WRITTEN TASK –
Please quote the lines starting at the one that contains "target: church roof" and ending at the one that contains "[[[152,96],[155,104],[180,105],[180,84],[161,68]]]", including both of those lines, without changing a character.
-- RECORDS FOR PROCESSING start --
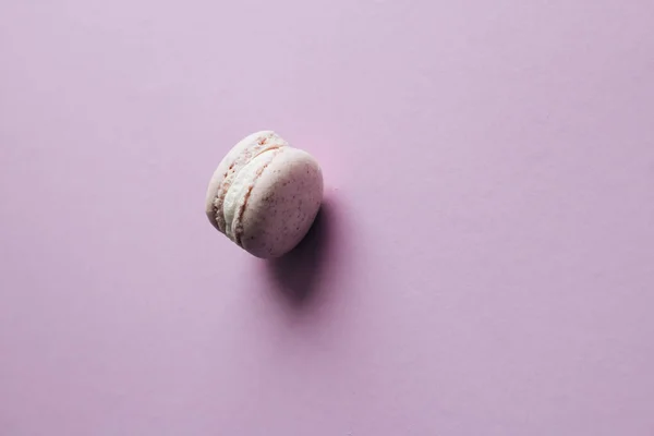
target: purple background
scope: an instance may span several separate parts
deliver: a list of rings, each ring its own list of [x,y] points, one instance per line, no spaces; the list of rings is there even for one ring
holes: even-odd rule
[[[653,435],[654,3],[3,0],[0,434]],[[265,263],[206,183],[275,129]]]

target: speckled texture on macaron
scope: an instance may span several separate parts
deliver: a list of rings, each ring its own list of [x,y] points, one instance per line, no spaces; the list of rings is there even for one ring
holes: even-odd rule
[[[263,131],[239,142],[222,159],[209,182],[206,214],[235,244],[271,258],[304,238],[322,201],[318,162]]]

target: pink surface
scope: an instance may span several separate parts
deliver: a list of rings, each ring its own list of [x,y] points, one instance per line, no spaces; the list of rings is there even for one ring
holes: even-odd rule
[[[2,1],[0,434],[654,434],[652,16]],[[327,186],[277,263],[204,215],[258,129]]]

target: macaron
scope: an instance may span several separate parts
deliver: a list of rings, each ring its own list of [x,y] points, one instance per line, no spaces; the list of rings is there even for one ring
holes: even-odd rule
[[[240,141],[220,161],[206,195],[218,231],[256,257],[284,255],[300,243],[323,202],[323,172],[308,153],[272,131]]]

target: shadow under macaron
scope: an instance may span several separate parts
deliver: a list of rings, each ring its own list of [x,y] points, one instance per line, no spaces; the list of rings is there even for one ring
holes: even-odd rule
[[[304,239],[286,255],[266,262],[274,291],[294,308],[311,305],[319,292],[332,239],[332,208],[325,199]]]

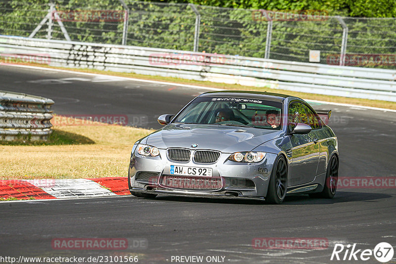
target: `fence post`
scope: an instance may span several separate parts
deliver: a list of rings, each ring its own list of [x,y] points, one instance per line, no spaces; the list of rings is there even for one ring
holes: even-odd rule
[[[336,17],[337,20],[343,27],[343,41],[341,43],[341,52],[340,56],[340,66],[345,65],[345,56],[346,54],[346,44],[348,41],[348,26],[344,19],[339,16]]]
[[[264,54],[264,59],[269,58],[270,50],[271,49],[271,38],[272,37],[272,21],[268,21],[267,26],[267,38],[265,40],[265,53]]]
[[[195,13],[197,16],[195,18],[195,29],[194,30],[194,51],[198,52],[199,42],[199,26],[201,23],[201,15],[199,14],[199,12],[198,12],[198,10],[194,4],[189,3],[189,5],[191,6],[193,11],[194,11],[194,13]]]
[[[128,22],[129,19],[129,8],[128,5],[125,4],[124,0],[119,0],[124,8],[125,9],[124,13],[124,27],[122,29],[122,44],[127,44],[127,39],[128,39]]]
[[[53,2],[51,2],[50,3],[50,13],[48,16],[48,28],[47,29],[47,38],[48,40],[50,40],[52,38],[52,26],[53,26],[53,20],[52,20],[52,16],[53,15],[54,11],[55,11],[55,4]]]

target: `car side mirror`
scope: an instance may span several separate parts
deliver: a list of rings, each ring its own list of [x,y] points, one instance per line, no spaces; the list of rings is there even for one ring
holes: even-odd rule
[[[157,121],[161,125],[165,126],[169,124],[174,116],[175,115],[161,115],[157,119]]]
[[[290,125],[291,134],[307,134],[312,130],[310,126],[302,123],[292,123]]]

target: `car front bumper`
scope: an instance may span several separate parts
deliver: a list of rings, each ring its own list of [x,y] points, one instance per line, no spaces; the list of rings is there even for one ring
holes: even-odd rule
-- RECORDS FOR PROCESSING end --
-- RECORDS FOR PROCESSING start --
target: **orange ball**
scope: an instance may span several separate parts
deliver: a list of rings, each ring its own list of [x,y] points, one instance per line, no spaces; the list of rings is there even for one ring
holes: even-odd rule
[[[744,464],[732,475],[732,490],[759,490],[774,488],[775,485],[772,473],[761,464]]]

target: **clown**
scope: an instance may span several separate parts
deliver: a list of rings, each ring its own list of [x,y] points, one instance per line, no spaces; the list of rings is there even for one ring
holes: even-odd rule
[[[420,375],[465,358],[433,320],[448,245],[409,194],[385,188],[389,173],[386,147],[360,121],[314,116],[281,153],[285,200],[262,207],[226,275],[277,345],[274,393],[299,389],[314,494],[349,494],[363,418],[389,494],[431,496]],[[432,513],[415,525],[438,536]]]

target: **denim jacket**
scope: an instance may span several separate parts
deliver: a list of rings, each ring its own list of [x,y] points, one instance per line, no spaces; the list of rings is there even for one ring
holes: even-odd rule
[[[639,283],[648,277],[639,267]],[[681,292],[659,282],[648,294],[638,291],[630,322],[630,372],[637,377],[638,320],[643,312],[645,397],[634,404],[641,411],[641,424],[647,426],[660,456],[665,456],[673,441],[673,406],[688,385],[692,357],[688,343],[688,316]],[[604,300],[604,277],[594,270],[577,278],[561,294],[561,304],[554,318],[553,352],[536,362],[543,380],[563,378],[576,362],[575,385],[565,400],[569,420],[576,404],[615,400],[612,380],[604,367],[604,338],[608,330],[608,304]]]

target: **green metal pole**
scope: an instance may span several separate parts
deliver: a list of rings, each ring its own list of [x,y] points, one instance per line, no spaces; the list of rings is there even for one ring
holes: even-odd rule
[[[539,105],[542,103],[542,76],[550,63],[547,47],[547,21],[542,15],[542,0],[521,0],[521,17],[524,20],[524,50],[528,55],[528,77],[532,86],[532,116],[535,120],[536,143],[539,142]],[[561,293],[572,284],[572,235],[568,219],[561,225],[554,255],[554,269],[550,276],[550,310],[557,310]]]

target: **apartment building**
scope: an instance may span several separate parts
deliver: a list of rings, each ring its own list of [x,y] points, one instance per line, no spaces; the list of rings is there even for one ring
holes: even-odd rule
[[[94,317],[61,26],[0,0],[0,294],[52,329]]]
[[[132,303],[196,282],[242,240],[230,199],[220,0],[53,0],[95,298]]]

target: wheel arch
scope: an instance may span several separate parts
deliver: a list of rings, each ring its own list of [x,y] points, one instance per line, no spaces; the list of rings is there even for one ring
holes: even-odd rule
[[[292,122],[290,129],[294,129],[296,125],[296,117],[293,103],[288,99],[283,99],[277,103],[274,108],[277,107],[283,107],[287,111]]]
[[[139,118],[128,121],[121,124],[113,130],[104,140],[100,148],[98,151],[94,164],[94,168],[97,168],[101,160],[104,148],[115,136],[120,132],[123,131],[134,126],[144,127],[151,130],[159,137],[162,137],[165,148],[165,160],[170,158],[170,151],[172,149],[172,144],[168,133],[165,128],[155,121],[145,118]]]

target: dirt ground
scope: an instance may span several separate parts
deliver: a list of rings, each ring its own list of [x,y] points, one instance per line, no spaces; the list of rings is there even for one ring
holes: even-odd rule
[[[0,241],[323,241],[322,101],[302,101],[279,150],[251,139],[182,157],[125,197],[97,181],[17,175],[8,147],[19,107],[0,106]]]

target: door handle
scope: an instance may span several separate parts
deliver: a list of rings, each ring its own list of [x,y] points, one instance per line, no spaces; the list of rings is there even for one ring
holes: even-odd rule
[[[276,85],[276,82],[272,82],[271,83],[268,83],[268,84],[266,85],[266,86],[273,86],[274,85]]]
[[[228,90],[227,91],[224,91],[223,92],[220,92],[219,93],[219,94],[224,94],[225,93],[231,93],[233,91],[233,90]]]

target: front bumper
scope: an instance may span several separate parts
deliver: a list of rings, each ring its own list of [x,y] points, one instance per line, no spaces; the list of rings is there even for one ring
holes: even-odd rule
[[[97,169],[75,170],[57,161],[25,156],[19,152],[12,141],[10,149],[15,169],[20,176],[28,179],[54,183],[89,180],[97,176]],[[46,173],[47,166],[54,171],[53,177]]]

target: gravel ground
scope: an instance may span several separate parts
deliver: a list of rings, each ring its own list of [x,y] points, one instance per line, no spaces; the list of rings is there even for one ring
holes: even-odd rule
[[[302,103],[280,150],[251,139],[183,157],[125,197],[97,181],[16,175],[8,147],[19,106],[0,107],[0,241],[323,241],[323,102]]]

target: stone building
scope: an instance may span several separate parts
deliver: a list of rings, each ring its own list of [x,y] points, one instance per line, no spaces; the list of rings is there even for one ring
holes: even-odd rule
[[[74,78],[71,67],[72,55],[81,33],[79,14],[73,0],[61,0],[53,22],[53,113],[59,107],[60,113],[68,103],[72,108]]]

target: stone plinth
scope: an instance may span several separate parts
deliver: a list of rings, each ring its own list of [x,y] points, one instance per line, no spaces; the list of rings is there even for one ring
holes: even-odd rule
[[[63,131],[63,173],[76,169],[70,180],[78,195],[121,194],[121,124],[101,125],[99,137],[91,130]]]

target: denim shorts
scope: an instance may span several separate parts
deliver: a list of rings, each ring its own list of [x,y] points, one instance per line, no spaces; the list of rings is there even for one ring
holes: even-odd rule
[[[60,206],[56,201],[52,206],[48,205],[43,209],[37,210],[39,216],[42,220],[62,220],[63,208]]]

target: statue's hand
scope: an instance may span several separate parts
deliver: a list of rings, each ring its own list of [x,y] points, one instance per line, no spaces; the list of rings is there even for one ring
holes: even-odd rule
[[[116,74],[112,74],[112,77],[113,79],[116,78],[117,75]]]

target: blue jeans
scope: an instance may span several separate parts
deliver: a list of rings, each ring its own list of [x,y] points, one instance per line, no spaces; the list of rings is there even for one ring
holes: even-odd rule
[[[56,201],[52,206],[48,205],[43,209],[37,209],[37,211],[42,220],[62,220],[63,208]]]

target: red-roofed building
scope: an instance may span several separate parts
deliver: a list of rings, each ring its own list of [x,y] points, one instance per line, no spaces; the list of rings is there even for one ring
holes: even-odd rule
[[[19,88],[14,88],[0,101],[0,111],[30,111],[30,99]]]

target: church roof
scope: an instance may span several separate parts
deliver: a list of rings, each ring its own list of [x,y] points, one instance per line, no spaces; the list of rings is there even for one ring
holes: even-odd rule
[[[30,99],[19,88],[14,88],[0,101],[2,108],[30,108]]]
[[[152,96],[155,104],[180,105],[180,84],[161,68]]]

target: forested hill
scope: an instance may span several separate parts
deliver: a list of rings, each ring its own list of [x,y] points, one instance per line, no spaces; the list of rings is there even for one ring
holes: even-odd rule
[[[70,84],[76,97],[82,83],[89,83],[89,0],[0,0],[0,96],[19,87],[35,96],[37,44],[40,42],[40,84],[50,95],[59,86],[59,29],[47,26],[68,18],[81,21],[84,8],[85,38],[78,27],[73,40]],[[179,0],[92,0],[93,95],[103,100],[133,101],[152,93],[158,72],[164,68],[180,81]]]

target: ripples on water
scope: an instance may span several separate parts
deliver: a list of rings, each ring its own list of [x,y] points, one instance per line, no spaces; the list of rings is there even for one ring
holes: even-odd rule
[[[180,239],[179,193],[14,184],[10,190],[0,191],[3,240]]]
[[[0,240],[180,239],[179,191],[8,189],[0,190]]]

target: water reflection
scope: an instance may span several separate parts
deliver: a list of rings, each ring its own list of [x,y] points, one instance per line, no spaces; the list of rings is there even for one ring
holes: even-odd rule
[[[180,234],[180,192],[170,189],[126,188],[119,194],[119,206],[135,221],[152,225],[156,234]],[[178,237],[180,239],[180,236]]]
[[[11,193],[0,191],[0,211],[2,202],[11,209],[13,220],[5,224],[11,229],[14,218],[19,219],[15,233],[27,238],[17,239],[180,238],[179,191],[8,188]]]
-- RECORDS FOR PROCESSING end --
FINAL ANSWER –
target: church roof
scope: an instance may span several separate parts
deliver: a list of rings, each ring its own list of [x,y] points, one instance per line, no spaces; the list of rings is there even for one ring
holes: even-odd rule
[[[30,99],[19,88],[14,88],[0,101],[2,108],[30,108]]]
[[[152,96],[155,104],[180,105],[180,84],[161,68]]]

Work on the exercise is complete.